Among the records that follow, set down only the lines from the one containing "258, row 143" to the one containing "570, row 33", both included, exactly.

--- Dataset records Enclosed Below ---

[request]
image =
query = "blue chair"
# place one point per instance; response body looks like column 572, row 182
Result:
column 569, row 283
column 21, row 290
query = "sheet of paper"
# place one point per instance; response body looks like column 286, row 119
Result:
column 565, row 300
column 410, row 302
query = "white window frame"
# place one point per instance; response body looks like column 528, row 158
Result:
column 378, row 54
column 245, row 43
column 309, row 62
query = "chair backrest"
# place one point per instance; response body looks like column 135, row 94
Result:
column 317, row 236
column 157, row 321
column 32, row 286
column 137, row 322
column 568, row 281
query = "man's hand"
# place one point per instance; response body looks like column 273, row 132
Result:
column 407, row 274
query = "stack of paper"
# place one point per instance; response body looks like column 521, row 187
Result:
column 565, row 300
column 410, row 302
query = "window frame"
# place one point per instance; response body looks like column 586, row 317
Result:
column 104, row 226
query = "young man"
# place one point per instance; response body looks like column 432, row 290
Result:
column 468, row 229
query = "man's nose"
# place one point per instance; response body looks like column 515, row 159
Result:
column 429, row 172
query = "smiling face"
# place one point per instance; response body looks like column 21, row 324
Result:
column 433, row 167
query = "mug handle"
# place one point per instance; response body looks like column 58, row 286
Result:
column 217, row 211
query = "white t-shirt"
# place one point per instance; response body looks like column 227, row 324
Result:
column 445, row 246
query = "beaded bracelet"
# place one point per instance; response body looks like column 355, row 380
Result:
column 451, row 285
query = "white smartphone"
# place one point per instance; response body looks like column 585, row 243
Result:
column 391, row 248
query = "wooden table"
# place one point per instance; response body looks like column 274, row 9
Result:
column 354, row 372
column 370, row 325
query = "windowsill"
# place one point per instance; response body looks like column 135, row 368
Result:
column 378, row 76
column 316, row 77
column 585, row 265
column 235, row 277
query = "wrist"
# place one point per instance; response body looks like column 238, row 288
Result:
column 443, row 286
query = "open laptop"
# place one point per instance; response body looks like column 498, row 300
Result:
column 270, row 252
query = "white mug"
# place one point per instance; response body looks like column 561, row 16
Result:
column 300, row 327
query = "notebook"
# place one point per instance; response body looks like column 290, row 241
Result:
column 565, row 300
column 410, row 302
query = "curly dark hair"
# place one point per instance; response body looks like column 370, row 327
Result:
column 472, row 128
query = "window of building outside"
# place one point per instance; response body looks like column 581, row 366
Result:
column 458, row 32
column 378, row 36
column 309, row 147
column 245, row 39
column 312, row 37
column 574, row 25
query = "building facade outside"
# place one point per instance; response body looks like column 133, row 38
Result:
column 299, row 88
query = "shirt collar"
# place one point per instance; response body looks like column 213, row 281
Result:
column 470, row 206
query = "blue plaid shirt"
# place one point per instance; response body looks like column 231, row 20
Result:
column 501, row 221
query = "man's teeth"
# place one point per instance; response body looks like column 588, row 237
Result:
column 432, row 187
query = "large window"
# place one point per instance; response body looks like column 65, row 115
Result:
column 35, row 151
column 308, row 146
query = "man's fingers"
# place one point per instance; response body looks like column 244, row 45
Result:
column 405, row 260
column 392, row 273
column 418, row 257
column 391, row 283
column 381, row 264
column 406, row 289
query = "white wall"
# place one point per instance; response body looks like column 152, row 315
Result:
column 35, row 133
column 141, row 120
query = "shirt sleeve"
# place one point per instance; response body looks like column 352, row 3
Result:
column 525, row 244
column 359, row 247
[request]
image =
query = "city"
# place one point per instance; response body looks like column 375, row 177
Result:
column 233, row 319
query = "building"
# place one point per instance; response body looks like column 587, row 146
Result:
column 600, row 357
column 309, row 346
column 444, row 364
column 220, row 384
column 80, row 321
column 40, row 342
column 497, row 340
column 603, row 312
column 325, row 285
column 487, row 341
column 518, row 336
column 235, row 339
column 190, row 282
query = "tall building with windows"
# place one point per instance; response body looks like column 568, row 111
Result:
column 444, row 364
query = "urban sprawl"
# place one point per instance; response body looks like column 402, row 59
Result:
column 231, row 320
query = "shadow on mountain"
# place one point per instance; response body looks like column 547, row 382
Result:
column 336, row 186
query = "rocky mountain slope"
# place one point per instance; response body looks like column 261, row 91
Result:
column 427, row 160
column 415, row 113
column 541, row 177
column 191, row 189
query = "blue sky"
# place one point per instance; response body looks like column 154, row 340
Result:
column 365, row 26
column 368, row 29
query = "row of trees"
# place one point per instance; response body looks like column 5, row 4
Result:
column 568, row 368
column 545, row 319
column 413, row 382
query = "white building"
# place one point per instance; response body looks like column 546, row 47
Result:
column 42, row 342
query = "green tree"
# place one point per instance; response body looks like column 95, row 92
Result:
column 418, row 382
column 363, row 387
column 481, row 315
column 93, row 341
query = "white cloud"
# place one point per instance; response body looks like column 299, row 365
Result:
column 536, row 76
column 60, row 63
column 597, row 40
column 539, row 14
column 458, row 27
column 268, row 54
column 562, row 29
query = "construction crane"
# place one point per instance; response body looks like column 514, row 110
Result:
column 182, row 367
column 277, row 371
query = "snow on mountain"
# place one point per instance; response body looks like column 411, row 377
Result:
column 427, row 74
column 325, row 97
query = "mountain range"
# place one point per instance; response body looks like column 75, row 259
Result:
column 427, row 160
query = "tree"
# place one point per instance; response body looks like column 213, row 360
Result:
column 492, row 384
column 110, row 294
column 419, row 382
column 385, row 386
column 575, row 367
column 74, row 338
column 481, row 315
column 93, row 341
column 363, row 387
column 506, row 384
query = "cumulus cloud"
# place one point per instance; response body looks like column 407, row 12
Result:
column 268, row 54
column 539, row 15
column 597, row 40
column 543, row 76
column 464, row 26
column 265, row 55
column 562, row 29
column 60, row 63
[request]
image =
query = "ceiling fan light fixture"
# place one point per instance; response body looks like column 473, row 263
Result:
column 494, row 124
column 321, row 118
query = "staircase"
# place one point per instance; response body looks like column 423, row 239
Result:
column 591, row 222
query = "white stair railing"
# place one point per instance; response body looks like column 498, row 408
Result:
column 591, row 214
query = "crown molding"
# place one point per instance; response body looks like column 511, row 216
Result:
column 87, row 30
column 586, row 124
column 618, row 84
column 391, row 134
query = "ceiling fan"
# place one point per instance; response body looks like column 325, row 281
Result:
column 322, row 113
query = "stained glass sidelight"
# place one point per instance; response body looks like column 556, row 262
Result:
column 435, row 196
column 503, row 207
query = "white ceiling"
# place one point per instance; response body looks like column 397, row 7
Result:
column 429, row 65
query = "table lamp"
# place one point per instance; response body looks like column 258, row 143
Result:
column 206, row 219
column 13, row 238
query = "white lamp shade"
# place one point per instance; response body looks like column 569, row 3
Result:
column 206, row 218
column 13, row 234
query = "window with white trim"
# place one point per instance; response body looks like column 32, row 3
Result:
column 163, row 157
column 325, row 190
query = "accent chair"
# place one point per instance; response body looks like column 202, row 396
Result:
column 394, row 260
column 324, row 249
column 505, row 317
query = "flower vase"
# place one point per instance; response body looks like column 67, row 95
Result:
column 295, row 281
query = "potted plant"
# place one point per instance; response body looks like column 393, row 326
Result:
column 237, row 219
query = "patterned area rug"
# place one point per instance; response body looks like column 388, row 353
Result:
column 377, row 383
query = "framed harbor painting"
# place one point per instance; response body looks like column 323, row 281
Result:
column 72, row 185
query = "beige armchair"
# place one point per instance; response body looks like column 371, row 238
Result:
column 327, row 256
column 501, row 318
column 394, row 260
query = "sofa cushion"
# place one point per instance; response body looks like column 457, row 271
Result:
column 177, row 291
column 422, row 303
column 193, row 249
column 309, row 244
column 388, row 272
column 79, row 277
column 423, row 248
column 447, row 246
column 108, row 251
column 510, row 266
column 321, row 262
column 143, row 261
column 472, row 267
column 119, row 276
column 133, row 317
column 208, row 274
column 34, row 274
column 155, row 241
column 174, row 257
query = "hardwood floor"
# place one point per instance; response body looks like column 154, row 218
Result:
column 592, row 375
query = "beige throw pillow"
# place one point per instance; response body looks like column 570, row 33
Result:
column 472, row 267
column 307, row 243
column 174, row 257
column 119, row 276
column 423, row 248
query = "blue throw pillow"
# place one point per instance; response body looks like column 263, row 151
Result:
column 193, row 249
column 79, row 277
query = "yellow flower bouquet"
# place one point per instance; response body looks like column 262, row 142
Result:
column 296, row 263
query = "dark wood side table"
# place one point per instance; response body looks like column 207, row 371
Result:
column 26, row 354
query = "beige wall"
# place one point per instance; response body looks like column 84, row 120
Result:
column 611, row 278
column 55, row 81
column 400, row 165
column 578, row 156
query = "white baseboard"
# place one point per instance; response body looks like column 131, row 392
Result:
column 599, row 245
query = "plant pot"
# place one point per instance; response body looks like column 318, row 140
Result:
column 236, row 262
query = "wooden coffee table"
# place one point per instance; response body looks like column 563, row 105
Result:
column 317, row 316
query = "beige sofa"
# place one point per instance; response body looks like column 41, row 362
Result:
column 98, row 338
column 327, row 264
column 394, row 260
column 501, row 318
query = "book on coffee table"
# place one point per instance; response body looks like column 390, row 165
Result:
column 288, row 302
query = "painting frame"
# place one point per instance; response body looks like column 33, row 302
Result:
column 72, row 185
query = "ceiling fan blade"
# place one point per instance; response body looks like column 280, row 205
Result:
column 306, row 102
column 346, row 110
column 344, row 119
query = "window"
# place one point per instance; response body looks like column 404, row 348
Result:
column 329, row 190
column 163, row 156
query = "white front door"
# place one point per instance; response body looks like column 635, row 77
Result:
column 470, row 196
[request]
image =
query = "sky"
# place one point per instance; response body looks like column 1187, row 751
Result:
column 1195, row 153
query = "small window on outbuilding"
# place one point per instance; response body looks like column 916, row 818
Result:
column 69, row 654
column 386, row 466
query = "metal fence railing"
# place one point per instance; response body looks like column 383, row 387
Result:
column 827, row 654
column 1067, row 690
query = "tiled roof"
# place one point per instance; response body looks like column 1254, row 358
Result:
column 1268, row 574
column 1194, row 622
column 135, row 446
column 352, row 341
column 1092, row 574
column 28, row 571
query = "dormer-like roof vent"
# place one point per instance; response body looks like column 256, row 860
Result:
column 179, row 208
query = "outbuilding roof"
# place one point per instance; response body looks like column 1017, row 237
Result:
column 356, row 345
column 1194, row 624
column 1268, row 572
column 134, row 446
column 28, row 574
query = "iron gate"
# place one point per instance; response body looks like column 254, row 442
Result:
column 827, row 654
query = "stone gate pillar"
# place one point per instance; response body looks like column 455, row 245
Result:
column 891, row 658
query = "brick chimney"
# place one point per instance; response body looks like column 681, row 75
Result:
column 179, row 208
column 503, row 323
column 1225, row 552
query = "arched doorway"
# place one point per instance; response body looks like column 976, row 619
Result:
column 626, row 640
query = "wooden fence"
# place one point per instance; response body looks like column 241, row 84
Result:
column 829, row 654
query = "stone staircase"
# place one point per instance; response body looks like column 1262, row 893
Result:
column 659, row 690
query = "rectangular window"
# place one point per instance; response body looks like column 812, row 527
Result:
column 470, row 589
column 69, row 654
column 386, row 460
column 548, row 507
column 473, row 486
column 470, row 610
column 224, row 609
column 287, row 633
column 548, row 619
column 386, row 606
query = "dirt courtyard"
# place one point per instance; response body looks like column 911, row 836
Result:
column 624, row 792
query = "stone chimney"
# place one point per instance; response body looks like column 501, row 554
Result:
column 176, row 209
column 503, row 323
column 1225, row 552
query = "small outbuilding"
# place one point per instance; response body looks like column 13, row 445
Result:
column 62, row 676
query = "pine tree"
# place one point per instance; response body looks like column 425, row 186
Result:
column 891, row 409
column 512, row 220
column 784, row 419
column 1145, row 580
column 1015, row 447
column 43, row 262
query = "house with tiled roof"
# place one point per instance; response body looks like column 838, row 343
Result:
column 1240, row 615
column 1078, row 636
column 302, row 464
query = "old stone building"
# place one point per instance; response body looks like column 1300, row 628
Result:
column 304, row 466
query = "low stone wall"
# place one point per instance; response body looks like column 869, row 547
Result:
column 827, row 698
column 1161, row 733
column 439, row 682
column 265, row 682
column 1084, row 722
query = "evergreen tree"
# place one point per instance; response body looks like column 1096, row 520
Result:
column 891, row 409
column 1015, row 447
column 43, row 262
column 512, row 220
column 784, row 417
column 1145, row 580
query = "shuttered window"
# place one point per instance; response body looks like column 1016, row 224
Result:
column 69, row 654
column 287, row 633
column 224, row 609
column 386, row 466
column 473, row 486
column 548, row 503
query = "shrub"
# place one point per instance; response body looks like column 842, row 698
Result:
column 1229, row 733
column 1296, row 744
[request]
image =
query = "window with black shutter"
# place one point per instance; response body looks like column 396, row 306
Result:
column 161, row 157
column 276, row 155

--- End of Enclosed Dataset records ---

■ Exercise answer
# place one point per instance; response body looks like column 258, row 143
Result:
column 206, row 219
column 13, row 238
query = "white lamp shade"
# place one point per instance; response body looks like column 569, row 3
Result:
column 206, row 218
column 13, row 234
query = "window with white trim"
# place one point per instance; response body looks like column 32, row 3
Result:
column 163, row 157
column 325, row 190
query = "accent chair"
# place one point per instance; response body looks like column 202, row 396
Result:
column 394, row 260
column 324, row 249
column 505, row 317
query = "flower vase"
# place one point per instance; response body looks like column 67, row 95
Result:
column 295, row 281
query = "potted plant"
# place one point per instance; response body looks like column 393, row 326
Result:
column 237, row 219
query = "patterned area rug"
# place one point per instance; response body looks like column 388, row 353
Result:
column 377, row 383
query = "framed harbor painting"
# place one point per instance; response body looks like column 323, row 281
Result:
column 72, row 185
query = "beige armchair"
# place one point per instance; response body looks like column 371, row 238
Result:
column 327, row 256
column 501, row 318
column 394, row 260
query = "sofa cushion"
# place one point per instance; response body looks like column 457, row 271
Result:
column 177, row 291
column 422, row 303
column 193, row 249
column 309, row 244
column 388, row 272
column 79, row 277
column 423, row 248
column 447, row 246
column 108, row 251
column 510, row 266
column 321, row 262
column 143, row 261
column 472, row 267
column 119, row 276
column 133, row 317
column 208, row 274
column 34, row 274
column 155, row 241
column 174, row 257
query = "hardwood floor"
# place one point per instance; response body looks like column 154, row 218
Result:
column 592, row 375
query = "beige throw pillow"
# place one point per instance; response body looks like column 570, row 33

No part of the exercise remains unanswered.